== Segment start ==

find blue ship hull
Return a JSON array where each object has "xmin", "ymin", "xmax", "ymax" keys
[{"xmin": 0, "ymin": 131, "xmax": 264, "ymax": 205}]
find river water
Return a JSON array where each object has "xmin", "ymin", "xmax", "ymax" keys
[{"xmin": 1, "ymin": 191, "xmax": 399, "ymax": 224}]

== Segment end ==

## PROBLEM DETAILS
Wherever the string "find" appears in a line of the records above, copy that line.

## THE ANSWER
find blue ship hull
find river water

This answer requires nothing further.